Source records:
┄┄┄┄┄┄

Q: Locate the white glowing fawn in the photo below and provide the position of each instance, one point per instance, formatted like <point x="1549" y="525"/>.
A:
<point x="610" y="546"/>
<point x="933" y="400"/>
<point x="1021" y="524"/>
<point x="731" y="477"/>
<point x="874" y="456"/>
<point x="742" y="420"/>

┄┄┄┄┄┄

Reproduce every line of the data verbatim.

The answer
Q: Locate the white glowing fawn in the photo below and provide the position of each instance, one point per instance, formatted like <point x="1549" y="525"/>.
A:
<point x="610" y="546"/>
<point x="933" y="400"/>
<point x="1021" y="524"/>
<point x="731" y="477"/>
<point x="874" y="456"/>
<point x="742" y="420"/>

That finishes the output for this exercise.